**TASK DETAILS:**
Rewrite all of the records below, replacing "pick out" with "mark" wherever it occurs. Leave every other character unchanged.

**A run of records:**
* Begin *
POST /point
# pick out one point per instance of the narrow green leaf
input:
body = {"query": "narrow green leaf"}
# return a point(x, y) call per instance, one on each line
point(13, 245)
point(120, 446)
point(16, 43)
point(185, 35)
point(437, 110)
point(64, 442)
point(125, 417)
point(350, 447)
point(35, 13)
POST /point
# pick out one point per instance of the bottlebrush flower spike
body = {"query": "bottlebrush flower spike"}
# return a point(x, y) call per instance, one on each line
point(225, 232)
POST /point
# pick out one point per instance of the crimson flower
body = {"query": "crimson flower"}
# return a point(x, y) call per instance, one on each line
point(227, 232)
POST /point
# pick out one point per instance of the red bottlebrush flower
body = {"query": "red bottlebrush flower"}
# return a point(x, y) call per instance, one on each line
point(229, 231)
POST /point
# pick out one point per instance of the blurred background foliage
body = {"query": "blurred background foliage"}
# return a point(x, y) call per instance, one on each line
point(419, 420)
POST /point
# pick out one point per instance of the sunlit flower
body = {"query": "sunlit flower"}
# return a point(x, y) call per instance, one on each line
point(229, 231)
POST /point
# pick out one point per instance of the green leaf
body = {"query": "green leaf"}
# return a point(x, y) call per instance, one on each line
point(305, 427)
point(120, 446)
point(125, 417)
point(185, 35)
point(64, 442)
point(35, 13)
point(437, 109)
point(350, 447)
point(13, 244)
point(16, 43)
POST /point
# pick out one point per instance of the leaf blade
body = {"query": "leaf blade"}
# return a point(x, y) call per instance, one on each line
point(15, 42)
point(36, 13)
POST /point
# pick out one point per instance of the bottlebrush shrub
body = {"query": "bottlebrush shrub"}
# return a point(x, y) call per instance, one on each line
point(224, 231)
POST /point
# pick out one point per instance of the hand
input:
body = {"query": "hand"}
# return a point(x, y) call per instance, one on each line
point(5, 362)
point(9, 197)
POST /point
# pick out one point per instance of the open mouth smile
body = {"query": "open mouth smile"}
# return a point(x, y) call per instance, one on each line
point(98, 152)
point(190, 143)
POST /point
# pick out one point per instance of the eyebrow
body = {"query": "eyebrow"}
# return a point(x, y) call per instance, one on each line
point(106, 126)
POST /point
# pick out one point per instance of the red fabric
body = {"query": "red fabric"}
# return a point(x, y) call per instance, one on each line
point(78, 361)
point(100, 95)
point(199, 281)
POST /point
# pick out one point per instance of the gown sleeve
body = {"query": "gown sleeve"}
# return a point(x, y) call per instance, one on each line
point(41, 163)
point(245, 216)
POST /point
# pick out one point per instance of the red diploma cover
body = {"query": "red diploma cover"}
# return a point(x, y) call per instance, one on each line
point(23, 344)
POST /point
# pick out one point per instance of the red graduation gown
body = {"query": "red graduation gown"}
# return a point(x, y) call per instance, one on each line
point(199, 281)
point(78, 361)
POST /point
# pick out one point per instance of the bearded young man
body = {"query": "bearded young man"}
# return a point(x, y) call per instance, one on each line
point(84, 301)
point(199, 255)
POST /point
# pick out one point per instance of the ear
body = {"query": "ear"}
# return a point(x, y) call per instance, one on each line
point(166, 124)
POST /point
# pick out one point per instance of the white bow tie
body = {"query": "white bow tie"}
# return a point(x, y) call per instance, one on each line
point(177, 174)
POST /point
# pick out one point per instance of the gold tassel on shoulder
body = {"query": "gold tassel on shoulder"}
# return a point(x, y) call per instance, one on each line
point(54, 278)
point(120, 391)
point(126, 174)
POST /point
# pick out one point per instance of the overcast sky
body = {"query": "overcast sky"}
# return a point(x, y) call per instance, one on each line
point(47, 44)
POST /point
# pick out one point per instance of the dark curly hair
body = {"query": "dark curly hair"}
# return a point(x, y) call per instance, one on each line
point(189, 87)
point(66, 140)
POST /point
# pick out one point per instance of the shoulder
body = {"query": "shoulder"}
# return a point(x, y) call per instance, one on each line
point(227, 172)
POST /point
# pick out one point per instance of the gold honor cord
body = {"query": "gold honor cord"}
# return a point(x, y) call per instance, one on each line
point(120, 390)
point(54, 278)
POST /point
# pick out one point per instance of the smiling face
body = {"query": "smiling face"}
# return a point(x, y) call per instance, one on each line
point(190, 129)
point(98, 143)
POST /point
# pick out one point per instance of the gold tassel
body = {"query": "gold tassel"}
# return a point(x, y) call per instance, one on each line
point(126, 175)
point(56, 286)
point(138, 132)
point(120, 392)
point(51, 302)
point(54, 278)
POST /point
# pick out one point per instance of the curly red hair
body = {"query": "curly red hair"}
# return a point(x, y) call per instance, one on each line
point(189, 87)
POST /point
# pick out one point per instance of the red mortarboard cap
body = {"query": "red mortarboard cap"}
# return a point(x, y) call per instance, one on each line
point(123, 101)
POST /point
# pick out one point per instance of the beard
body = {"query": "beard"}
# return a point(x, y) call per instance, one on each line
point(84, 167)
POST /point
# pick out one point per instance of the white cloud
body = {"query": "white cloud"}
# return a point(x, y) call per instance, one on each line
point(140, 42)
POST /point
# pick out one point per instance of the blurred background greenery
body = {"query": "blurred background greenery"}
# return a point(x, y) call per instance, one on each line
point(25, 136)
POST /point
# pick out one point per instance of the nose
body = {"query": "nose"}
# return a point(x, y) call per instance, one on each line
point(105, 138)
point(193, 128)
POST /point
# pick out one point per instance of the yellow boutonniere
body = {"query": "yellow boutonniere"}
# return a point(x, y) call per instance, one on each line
* End *
**COMPLETE OUTPUT:**
POST /point
# mark one point per instance of the narrow green leaf
input:
body = {"query": "narrow green leaf"}
# return a point(x, y) call per instance, one on each line
point(13, 245)
point(120, 446)
point(16, 43)
point(185, 35)
point(437, 110)
point(64, 442)
point(125, 417)
point(350, 447)
point(35, 13)
POST /point
# mark one point per instance of the bottlebrush flower spike
body = {"query": "bottlebrush flower spike"}
# return a point(x, y) call per instance, one on each line
point(225, 232)
POST /point
# mark one point per instance of the crimson flower
body = {"query": "crimson flower"}
# return a point(x, y) call per instance, one on each line
point(227, 232)
POST /point
# mark one point per instance of the red bottlebrush flower
body = {"query": "red bottlebrush flower"}
# return a point(x, y) call per instance, one on each line
point(229, 231)
POST /point
# mark one point per instance of the blurred background foliage
body = {"query": "blurred background foliage"}
# return a point(x, y) call per instance, one on each line
point(419, 420)
POST /point
# mark one point per instance of the sunlit flower
body = {"query": "sunlit flower"}
# return a point(x, y) call per instance, one on each line
point(229, 231)
POST /point
# mark one point per instance of the green leaf
body = {"query": "green leaf"}
# return a point(x, y) call per instance, one on each line
point(305, 427)
point(120, 446)
point(125, 417)
point(185, 35)
point(64, 442)
point(35, 13)
point(437, 109)
point(350, 447)
point(13, 244)
point(16, 43)
POST /point
# mark one point per instance of the leaf blade
body = {"query": "leaf blade"}
# return a point(x, y) call per instance, one on each line
point(15, 42)
point(36, 13)
POST /point
# mark one point per instance of the bottlebrush shrub
body = {"query": "bottlebrush shrub"}
# return a point(x, y) call per instance, one on each line
point(224, 231)
POST /point
# mark one point per instance of the hand
input:
body = {"query": "hand"}
# return a point(x, y) call per instance, one on each line
point(5, 362)
point(9, 197)
POST /point
# mark one point per instance of the open mouth smile
body = {"query": "open mouth smile"}
# return a point(x, y) call per instance, one on each line
point(98, 152)
point(190, 143)
POST /point
# mark one point per instance of the eyebrow
body = {"query": "eyebrow"}
# return a point(x, y) call per instance, one on each line
point(106, 126)
POST /point
# mark one point per instance of the red fabric
body = {"query": "red fabric"}
# return a point(x, y) call per instance, one on each line
point(78, 361)
point(100, 95)
point(199, 281)
POST /point
# mark one point per instance of the gown sleeve
body = {"query": "gown sleeve"}
# return a point(x, y) call per instance, one on each line
point(41, 163)
point(245, 216)
POST /point
# mark one point per instance of the red diploma cover
body = {"query": "red diploma cover"}
# return a point(x, y) call per instance, one on each line
point(23, 344)
POST /point
# mark one point per instance of the red graduation gown
body = {"query": "red graduation gown"}
# return a point(x, y) call per instance, one on each line
point(199, 281)
point(78, 361)
POST /point
# mark one point per instance of the bearded young man
body = {"query": "bearded young man"}
# return a point(x, y) call per instance, one on each line
point(84, 301)
point(199, 255)
POST /point
# mark one point per instance of the ear
body = {"query": "ear"}
# return a point(x, y) call per instance, one on each line
point(166, 124)
POST /point
# mark one point per instance of the white bow tie
body = {"query": "white bow tie"}
# return a point(x, y) call per instance, one on each line
point(177, 174)
POST /point
# mark one point per instance of the gold tassel on shoulder
body = {"query": "gold tassel on shoulder"}
# return a point(x, y) call per instance, one on each line
point(54, 278)
point(120, 391)
point(126, 174)
POST /point
# mark one point per instance of the overcast sky
body = {"query": "overcast sky"}
# return a point(x, y) call per instance, one on each line
point(47, 44)
POST /point
# mark one point per instance of the dark curly hair
body = {"query": "dark curly hair"}
# return a point(x, y) call per instance, one on each line
point(189, 87)
point(66, 140)
POST /point
# mark one point per instance of the shoulder
body = {"query": "shoulder"}
# return a point(x, y) call per instance, one on each line
point(227, 172)
POST /point
# mark one point per instance of the gold honor cord
body = {"query": "gold honor cord"}
# return a point(x, y) call per instance, one on each line
point(120, 390)
point(54, 278)
POST /point
# mark one point per instance of the smiling face
body = {"query": "smiling face"}
# return a point(x, y) call per instance, one on each line
point(190, 129)
point(98, 143)
POST /point
# mark one point per instance of the gold tassel
body = {"query": "gold tassel"}
# return a point(x, y) call per instance, one on each line
point(126, 175)
point(56, 286)
point(138, 132)
point(120, 392)
point(51, 302)
point(54, 278)
POST /point
# mark one point per instance of the curly red hair
body = {"query": "curly red hair"}
# return a point(x, y) call per instance, one on each line
point(189, 87)
POST /point
# mark one point per instance of the red mortarboard cap
body = {"query": "red mortarboard cap"}
# return a point(x, y) call per instance, one on each line
point(123, 101)
POST /point
# mark one point per instance of the beard
body = {"query": "beard"}
# return a point(x, y) call per instance, one on each line
point(84, 167)
POST /point
# mark one point per instance of the white cloud
body = {"query": "white cloud"}
# return a point(x, y) call per instance, one on each line
point(140, 42)
POST /point
# mark one point per instance of the blurred background greenery
body = {"query": "blurred background greenery"}
# return a point(x, y) call per instance, one on each line
point(25, 136)
POST /point
# mark one point per instance of the nose
body = {"query": "nose"}
# return a point(x, y) call per instance, one on each line
point(105, 138)
point(193, 128)
POST /point
# mark one point per instance of the yellow boutonniere
body = {"query": "yellow boutonniere"}
# return a point(x, y) call per instance, one on each line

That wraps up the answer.